> [The request] Please reproduce the part of the Maihar forum thread below between "Brocklebank's MAIHAR (II)" and "she have etc.", inclusive.

Brocklebank's MAIHAR (II)

Stuart Smith
5th April 2005, 16:44
Could anybody please post some information on MAIHAR 11 1968.
Was she built especially for Brocklebank, if not then for whom and under what name?. Where was she built and what became of her? What motive power did she have etc.

Apart from the photo that I have posted are there any more out there?

Stuart Smith

R798780
5th April 2005, 17:29
Designed and built by Brocklebanks. Someone has posted an account of the design and ordering process, but can't get the brain to attach a name, and I can't find the article today. I have posted pics of Maihar on the Brocklebank forum. Built in Eriksbergs and or Lindholem in Sweden (Gothenberg). If/when I get scannered up I have one of Mahsud to post.

Motive power was two V14 medium speed non reversing Pielstiks at 450rpm geared to a single shaft at 115 rpm, and also to either of two shaft alternators. Variable pitch propellor controlled by KaMeWa system. If they were the same as the Eriksbergs tankers she had a 5 cylinder alternator for when the shaft alternator wasn't running. Used to sound like a bofors gun shooting seagulls when the board was changed for manoeuvring, or for deep sea after manoeuvring.

Marcus Cardew
5th April 2005, 20:27
I remember that one or other of the Maihar or Mahsud punched itseld into the passenger terminal in Columbo, allegedly when the CP propellor had failed safe to full ahead, although scruched back to the collision bulkhead, I think she made it to Singapore for drydocking......

R798780
5th April 2005, 22:11
Spud Wood's first command. According to hearsay at the time they "clutched in" with the KaMeWa inactive, the pitch control lever would be at zero, but the propellor would lapse to Pitch 10 ahead, took about an hour after the KaMeWa hydraulics were powered off (normal full sea speed was pitch 8 or 8). Mahsud I think but that bit's hazy now

Santos
5th April 2005, 22:28
I have read that Maihar 11 was sold to Panama in 1978 and re named Garnet, but other than that I dont know any more I am afraid.

> [Provided records]
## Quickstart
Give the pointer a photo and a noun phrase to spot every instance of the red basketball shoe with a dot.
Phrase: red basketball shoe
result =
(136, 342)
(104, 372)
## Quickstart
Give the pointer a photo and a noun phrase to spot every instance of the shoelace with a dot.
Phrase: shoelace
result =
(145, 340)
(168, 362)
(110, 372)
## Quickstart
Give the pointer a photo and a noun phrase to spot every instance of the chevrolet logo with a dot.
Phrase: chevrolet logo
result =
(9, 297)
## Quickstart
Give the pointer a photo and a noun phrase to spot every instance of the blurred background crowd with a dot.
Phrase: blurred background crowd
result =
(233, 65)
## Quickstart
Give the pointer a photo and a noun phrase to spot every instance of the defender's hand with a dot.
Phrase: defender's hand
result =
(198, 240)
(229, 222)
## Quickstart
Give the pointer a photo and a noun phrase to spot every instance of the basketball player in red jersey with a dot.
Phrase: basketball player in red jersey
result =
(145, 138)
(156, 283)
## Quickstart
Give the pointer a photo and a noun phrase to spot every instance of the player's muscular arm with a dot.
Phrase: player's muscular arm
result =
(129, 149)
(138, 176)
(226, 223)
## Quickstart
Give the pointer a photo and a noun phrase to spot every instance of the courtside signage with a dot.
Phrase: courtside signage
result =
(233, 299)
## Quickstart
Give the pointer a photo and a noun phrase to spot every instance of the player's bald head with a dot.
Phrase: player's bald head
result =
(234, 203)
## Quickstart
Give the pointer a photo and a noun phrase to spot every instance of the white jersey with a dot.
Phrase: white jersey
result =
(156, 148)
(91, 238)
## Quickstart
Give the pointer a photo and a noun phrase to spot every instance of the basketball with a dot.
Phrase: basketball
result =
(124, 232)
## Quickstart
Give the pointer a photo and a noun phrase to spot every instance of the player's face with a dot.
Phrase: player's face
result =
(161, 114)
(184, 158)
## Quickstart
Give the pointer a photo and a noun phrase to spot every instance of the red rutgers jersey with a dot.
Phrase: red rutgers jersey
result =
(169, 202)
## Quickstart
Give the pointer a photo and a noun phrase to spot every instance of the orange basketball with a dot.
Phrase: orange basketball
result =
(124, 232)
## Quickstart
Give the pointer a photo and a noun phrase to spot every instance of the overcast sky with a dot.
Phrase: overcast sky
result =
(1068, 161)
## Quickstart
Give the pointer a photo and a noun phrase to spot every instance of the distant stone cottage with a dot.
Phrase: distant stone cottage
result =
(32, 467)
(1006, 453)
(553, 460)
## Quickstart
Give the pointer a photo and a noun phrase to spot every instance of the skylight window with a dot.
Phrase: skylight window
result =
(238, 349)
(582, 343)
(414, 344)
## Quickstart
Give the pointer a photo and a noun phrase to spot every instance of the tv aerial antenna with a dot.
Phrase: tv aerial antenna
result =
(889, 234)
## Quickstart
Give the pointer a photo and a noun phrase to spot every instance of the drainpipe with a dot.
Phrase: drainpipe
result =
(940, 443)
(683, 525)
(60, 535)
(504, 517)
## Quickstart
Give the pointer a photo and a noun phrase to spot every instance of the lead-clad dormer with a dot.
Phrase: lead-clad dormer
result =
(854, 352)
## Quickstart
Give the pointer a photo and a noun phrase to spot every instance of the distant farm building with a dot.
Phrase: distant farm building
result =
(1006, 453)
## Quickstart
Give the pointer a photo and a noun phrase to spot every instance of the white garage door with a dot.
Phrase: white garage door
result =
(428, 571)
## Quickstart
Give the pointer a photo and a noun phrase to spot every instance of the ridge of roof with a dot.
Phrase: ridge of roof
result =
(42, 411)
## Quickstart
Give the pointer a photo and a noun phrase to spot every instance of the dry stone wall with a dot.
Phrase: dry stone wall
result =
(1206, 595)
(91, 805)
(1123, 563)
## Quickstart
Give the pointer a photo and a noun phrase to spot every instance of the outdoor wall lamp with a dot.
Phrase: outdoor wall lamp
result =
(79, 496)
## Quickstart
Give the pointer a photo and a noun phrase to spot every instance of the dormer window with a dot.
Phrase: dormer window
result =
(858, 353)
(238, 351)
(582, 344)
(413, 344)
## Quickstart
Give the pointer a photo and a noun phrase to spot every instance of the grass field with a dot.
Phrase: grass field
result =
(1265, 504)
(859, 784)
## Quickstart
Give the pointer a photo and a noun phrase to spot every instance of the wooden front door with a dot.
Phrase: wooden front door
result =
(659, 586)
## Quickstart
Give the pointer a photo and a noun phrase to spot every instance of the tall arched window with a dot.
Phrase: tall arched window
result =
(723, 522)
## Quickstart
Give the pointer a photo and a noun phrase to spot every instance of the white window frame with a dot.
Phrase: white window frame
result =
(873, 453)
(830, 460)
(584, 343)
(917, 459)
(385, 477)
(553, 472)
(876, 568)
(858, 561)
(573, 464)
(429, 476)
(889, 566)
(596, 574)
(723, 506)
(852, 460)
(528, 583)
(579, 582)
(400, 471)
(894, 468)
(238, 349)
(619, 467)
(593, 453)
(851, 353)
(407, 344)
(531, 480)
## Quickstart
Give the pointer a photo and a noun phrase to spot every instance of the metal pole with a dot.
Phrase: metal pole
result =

> [Exercise output]
Brocklebank's MAIHAR (II)

Stuart Smith
5th April 2005, 16:44
Could anybody please post some information on MAIHAR 11 1968.
Was she built especially for Brocklebank, if not then for whom and under what name?. Where was she built and what became of her? What motive power did she have etc.